Task directions – Beginning with the first entry, print all the records exactly.

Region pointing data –
☆ ☆ ☆ ☆ ☆
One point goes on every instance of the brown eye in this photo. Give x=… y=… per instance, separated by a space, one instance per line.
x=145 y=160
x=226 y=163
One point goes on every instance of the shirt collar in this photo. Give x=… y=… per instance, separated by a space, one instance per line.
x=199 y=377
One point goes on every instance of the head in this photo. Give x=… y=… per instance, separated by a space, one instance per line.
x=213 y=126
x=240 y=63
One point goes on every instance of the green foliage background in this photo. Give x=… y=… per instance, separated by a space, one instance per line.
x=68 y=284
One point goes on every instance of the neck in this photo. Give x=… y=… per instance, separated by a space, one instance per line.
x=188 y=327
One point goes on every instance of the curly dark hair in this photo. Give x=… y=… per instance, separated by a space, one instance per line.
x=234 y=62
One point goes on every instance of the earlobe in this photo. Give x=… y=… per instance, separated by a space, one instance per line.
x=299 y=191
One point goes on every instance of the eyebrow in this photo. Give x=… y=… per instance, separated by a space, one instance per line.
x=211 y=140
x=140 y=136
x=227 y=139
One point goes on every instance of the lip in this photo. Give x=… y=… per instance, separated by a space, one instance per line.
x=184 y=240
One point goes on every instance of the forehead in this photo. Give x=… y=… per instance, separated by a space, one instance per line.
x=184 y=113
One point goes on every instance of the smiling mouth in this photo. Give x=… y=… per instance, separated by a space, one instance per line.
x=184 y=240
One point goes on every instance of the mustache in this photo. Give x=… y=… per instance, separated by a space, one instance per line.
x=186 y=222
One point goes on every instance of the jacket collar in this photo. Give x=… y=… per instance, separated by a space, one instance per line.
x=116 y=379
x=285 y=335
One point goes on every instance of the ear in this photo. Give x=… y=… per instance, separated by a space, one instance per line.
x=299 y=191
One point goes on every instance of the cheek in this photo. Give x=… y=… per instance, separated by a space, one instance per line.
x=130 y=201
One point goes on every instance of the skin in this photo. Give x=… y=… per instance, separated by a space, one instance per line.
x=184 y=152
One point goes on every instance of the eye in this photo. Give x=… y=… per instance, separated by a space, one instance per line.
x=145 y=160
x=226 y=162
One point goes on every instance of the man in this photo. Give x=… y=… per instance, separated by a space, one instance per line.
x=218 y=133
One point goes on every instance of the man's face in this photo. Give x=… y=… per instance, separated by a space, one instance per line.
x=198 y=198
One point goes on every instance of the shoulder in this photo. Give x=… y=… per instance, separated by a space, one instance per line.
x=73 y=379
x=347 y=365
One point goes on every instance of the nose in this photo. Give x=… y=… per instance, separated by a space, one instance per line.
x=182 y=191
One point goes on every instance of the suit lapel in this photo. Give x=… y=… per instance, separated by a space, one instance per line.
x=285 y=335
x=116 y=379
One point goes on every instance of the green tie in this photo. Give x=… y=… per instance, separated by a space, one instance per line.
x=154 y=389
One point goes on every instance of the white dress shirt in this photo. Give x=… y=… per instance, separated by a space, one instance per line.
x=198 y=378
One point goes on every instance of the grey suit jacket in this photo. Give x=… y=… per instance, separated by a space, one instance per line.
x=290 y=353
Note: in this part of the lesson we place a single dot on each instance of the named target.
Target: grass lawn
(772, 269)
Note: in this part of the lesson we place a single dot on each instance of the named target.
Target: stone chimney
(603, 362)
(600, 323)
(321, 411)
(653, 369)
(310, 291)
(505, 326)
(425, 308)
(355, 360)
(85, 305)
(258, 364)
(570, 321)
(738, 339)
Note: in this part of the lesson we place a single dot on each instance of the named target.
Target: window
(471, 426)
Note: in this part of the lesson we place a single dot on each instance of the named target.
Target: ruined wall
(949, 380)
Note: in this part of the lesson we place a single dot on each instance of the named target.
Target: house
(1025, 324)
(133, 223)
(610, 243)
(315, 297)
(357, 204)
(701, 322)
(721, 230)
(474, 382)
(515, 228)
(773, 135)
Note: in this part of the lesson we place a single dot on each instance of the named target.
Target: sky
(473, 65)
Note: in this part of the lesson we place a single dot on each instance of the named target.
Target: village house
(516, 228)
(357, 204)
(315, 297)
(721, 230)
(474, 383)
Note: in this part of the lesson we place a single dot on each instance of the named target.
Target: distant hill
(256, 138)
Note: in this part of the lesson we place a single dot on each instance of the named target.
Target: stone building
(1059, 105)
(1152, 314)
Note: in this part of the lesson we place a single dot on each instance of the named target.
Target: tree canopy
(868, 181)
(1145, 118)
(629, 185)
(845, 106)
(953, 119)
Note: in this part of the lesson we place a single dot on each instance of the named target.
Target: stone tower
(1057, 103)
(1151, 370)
☆ ☆ ☆ ☆ ☆
Answer below –
One point goes on every instance of the brown eye in this photo. Give x=… y=… per instance, separated by a space, one instance per line.
x=145 y=160
x=226 y=163
One point goes on every instance of the shirt collar in this photo. Give x=… y=… per instance, separated by a space, one instance per line.
x=199 y=377
One point goes on every instance of the head in this photo. Give x=… y=… per instance, separated by a space, one instance per line.
x=213 y=126
x=240 y=63
One point goes on every instance of the green foliage background in this photo. Give x=… y=… per instance, separated by a space, one instance per line.
x=68 y=284
One point goes on every instance of the neck in this photo. Give x=… y=… per instance, separated by a space, one instance per line.
x=188 y=327
One point goes on every instance of the curly dark hair in this photo. Give x=… y=… per instance, separated by a space, one instance per line.
x=234 y=62
One point goes on every instance of the earlobe in this photo. Give x=… y=… per instance, separated by a space, one instance per line.
x=299 y=191
One point goes on every instance of the eyebrow in this photo. Give x=… y=… per instance, separated by a space, one instance per line.
x=211 y=140
x=140 y=136
x=227 y=139
One point goes on every instance of the lip in this photo. Give x=… y=… per instance, separated by a space, one instance per line.
x=184 y=240
One point goes on every instance of the forehead in this photo. Give x=… y=… per instance, separated by a space, one instance per line.
x=184 y=113
One point goes on every instance of the smiling mouth in this photo. Give x=… y=… per instance, separated by a space, one instance per line.
x=184 y=240
One point goes on every instance of the mustache in this photo. Give x=… y=… per instance, separated by a space, one instance per line.
x=186 y=222
One point goes on every instance of the jacket collar in this photo. Give x=… y=… per instance, separated by a space, one instance per line.
x=116 y=379
x=285 y=335
One point goes on every instance of the ear in this photo. Give x=… y=… per instance, separated by a space, one instance per line.
x=299 y=191
One point goes on every instance of the cheek in this photo. Give x=… y=… per instance, separated by a space, one instance per line.
x=130 y=201
One point goes on every instance of the skin in this photo. Give x=… y=… per instance, separated by a space, one instance per line.
x=184 y=152
One point goes on every instance of the eye in this photo. Give x=… y=… per instance, separated by a space, one instance per line.
x=145 y=160
x=226 y=162
One point goes on every instance of the man in this photo. Give x=… y=… per instance, separated by a space, one instance per line.
x=218 y=133
One point goes on every instance of the man's face in this photo. Give x=… y=… per instance, separated by a space, one instance per line.
x=198 y=198
One point goes on every instance of the shoulder in this photo. Give x=… y=… per instance, separated by a space, one instance per line.
x=73 y=379
x=347 y=365
One point goes on every instance of the nose in this photo. Give x=… y=… per instance, separated by a space, one instance per line.
x=182 y=191
One point goes on every instance of the suit lapel in this photo. Give x=… y=… per instance, separated by a space, one instance per line.
x=285 y=335
x=116 y=379
One point goes on every instance of the green tie in this photo. Give x=… y=… per instance, separated by a space, one instance per line.
x=154 y=389
One point goes on every instance of the white dress shirt in this photo. Give x=… y=… per instance, separated by a space, one instance per line.
x=198 y=378
One point goes on every instance of the grey suit jacket in this photo. Give x=… y=… per instance, separated by a space, one instance per line.
x=290 y=353
Note: in this part of the lesson we place a single dot on each instance of the named target.
Target: grass lawn
(772, 269)
Note: in this part of the lesson we place a single dot on each instance of the named target.
Target: stone chimney
(603, 362)
(600, 323)
(321, 411)
(653, 369)
(310, 291)
(505, 326)
(425, 308)
(355, 360)
(85, 305)
(258, 364)
(570, 321)
(738, 339)
Note: in this part of the lesson we place a single dot on each instance of the named target.
Target: window
(471, 426)
Note: in this part of the lesson we place a single dot on each instance of the named target.
Target: ruined wall
(949, 380)
Note: in this part of the lesson we place a single dot on each instance of the named target.
Target: house
(1025, 324)
(133, 223)
(610, 243)
(315, 297)
(357, 204)
(701, 322)
(721, 230)
(474, 382)
(515, 228)
(773, 135)
Note: in this part of the lesson we place a single dot on each instance of the named target.
Target: sky
(473, 65)
Note: in this part of the lesson we place a single dot on each instance of the named target.
Target: village house
(516, 228)
(357, 204)
(315, 297)
(721, 230)
(474, 383)
Note: in this part of the lesson we place a single dot on each instance of the named target.
Target: distant hill
(256, 138)
Note: in this part of the lesson we place a single dot on each instance of the named target.
Target: stone building
(1059, 105)
(1152, 314)
Note: in this part of the lesson we place a single dot on each instance of the named target.
Target: tree canopy
(868, 181)
(1145, 118)
(629, 185)
(845, 106)
(953, 119)
Note: in this part of the lesson we place a single dot on each instance of the named target.
Target: stone tower
(1057, 103)
(1151, 370)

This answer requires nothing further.